YOUR TASK
Copy everything in the material from the line containing "Guideline: put one point on each instance of the green shrub" down to the last line of the material, keeping each line as it stands.

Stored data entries
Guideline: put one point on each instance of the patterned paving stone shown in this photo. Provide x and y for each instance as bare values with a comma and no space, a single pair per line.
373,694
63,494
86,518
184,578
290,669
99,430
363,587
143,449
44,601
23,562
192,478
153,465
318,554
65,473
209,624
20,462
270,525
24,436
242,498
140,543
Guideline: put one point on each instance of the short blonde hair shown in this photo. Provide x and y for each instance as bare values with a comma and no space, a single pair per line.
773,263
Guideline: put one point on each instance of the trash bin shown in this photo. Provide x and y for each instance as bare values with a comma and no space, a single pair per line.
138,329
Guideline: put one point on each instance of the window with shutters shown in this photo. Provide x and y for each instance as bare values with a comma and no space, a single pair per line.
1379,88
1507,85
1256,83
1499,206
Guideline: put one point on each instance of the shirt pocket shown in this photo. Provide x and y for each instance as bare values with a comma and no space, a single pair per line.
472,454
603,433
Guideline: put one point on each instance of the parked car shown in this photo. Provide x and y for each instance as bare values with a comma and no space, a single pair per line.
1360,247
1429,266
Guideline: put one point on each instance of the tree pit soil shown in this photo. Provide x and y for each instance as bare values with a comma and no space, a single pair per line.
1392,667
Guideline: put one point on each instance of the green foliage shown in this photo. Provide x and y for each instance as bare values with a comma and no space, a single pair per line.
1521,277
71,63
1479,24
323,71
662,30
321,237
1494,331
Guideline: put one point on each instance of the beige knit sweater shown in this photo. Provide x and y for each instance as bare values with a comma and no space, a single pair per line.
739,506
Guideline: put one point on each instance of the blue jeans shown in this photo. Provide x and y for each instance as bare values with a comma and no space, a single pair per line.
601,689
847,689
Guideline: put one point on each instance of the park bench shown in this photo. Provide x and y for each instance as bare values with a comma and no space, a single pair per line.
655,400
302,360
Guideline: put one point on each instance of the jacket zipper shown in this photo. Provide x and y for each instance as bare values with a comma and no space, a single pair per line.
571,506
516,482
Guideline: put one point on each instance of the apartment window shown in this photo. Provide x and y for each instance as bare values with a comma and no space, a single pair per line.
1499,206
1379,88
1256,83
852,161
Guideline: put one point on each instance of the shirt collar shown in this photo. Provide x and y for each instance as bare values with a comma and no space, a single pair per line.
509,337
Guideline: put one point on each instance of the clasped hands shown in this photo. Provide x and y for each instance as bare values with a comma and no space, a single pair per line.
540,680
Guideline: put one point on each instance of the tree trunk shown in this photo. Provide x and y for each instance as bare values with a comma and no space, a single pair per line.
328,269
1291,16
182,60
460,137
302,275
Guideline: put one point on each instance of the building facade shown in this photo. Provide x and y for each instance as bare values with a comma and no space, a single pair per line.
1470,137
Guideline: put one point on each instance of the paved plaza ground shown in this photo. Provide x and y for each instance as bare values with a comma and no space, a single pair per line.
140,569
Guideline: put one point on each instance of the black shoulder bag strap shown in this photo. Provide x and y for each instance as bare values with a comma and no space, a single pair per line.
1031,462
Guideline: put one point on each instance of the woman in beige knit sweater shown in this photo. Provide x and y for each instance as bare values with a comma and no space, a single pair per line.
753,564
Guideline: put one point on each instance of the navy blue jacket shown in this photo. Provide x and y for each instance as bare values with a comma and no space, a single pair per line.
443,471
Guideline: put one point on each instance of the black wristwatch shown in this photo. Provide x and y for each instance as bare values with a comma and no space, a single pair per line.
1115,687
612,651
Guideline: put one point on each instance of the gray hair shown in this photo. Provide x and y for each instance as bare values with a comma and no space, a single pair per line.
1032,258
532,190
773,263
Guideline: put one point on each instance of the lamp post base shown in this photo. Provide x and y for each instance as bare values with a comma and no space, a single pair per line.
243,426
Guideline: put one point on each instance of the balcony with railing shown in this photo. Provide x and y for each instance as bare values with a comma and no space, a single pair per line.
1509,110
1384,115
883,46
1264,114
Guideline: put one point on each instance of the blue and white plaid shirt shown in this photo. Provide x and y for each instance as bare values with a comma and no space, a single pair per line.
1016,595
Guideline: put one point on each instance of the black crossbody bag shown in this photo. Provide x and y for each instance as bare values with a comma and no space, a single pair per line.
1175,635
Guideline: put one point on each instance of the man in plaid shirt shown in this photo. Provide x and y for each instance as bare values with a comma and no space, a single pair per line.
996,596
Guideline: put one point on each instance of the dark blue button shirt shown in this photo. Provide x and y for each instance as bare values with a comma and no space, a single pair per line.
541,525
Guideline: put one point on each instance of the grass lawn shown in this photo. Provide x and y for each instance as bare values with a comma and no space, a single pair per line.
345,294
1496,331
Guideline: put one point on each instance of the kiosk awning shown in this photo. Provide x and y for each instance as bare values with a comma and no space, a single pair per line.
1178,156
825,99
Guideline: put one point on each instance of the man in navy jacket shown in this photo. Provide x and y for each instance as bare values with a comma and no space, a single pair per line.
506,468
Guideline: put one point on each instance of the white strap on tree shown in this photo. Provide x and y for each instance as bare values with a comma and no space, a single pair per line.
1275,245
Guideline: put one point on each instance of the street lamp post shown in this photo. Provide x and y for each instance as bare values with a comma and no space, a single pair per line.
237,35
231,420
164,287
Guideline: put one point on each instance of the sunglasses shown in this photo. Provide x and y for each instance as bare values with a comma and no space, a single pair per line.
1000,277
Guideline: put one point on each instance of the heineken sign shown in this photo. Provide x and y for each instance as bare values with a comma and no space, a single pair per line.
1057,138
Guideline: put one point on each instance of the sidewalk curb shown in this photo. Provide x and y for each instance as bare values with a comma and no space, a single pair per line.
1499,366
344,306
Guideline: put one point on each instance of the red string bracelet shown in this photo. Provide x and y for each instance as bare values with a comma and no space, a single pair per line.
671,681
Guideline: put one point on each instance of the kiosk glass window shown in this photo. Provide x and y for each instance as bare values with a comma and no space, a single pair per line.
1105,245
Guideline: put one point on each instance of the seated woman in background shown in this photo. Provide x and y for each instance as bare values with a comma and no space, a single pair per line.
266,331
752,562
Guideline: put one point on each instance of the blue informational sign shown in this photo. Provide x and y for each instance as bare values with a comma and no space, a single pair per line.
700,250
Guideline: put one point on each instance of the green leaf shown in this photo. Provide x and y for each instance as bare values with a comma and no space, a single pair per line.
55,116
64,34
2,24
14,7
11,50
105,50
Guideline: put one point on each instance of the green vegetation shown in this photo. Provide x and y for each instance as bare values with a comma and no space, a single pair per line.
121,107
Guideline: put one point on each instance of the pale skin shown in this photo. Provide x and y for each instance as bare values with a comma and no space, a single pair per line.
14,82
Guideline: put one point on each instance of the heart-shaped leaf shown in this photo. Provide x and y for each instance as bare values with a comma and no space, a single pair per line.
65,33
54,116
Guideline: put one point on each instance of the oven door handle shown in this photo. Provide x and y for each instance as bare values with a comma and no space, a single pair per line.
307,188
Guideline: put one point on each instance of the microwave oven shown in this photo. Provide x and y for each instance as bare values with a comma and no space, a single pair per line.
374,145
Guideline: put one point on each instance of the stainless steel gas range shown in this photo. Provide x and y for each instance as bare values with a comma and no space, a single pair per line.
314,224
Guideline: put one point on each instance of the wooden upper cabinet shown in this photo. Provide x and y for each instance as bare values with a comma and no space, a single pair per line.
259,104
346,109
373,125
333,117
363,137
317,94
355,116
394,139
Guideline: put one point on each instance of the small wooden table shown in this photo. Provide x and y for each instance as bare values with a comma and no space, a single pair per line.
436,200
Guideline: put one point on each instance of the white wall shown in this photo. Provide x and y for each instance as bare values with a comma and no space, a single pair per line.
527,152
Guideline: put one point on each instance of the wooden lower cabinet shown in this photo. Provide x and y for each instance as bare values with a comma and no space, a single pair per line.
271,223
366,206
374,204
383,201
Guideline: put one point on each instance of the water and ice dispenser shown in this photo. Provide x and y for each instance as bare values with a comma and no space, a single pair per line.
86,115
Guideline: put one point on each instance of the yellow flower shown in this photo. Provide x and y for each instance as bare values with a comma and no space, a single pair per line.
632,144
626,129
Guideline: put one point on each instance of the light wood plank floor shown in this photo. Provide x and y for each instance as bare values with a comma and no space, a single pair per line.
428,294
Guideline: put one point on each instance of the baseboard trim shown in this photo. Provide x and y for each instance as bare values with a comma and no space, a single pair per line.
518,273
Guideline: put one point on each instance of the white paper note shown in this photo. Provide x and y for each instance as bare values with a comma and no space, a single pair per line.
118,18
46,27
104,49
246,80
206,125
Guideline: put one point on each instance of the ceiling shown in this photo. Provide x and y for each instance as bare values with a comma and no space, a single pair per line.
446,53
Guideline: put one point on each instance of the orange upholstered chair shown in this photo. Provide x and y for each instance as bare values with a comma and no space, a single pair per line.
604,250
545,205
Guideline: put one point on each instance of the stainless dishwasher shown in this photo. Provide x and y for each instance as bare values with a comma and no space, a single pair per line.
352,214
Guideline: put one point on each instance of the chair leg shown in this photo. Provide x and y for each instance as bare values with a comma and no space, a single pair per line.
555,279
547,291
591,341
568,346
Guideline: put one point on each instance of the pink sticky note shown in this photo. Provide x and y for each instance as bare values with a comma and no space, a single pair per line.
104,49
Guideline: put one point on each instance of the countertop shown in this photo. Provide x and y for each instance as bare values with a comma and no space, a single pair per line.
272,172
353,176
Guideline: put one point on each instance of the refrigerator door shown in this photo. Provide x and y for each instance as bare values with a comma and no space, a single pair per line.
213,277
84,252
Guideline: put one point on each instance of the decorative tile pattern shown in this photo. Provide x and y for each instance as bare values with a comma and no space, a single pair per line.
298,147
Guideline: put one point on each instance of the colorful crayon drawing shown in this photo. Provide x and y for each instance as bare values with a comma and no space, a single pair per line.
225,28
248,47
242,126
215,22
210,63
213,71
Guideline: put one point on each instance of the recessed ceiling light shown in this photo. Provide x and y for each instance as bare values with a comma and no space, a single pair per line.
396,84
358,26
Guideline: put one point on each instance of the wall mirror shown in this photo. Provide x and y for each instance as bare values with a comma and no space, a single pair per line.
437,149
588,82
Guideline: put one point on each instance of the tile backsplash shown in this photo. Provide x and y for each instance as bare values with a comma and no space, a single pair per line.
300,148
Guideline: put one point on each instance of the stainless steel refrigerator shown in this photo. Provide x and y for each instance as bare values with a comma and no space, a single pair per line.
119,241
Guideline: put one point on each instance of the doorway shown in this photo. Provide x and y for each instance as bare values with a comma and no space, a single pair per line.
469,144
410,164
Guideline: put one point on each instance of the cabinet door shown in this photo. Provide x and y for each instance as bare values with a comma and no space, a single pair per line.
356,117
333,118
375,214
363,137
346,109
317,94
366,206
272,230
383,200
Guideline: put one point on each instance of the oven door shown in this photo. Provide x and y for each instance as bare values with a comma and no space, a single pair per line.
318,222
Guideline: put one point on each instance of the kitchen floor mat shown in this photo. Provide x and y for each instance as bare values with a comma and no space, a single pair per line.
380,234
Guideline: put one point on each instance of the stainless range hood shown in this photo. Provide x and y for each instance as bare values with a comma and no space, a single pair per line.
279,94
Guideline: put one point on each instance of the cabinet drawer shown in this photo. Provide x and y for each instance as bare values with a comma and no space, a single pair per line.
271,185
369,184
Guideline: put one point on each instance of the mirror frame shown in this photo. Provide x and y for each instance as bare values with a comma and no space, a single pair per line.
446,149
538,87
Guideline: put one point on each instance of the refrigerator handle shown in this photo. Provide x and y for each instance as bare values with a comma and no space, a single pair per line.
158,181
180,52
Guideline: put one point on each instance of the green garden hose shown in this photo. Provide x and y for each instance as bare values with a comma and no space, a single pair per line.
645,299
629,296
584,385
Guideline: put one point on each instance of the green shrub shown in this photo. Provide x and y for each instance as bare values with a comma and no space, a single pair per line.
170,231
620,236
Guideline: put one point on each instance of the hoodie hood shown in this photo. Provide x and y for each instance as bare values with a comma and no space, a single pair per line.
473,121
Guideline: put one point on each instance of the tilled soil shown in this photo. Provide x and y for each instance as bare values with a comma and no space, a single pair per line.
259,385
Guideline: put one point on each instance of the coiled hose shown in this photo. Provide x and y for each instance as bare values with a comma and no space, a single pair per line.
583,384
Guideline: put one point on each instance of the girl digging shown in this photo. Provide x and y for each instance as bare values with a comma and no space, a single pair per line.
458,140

EXERCISE RESULT
Guideline: put one point on each instance of the green shrub shown in this photo. Provide x and y for each instance as bare values with a comma and no space, a single pair per line.
170,231
620,236
Guideline: put one point on each instance of the hoodie hood shown in this photo. Provide x and y for each instance as bare values with a comma and no space, a single pair per line.
473,121
Guideline: put one point on each instance of the tilled soil shown in this photo. Provide x and y for each instance as bare values with a comma and no space, a single pair per line.
259,385
Guideline: put one point on each instance of the coiled hose shown in this photo. Provide x and y for each instance as bare values with a comma and no space, a single pair per line.
583,384
Guideline: put one point on each instance of the girl digging shown in this photo. Provide x and y for each instance as bare values with a comma and no space, a single pair per line.
458,140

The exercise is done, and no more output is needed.